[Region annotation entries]
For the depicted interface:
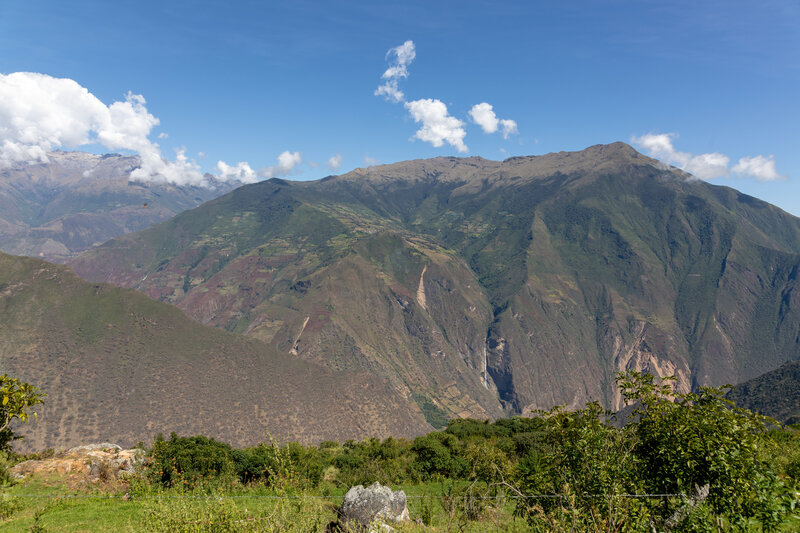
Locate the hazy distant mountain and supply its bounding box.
[0,249,431,450]
[0,152,240,261]
[72,143,800,416]
[728,361,800,424]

> _THE TASK_: Reproduce all of the entries above word for word, leaving out the pictures.

> _RESPONSE BELOW_:
For the depicted interface:
Locate the hazy distant mountain and supply its bounding box.
[0,249,431,450]
[0,152,240,261]
[72,143,800,416]
[728,361,800,424]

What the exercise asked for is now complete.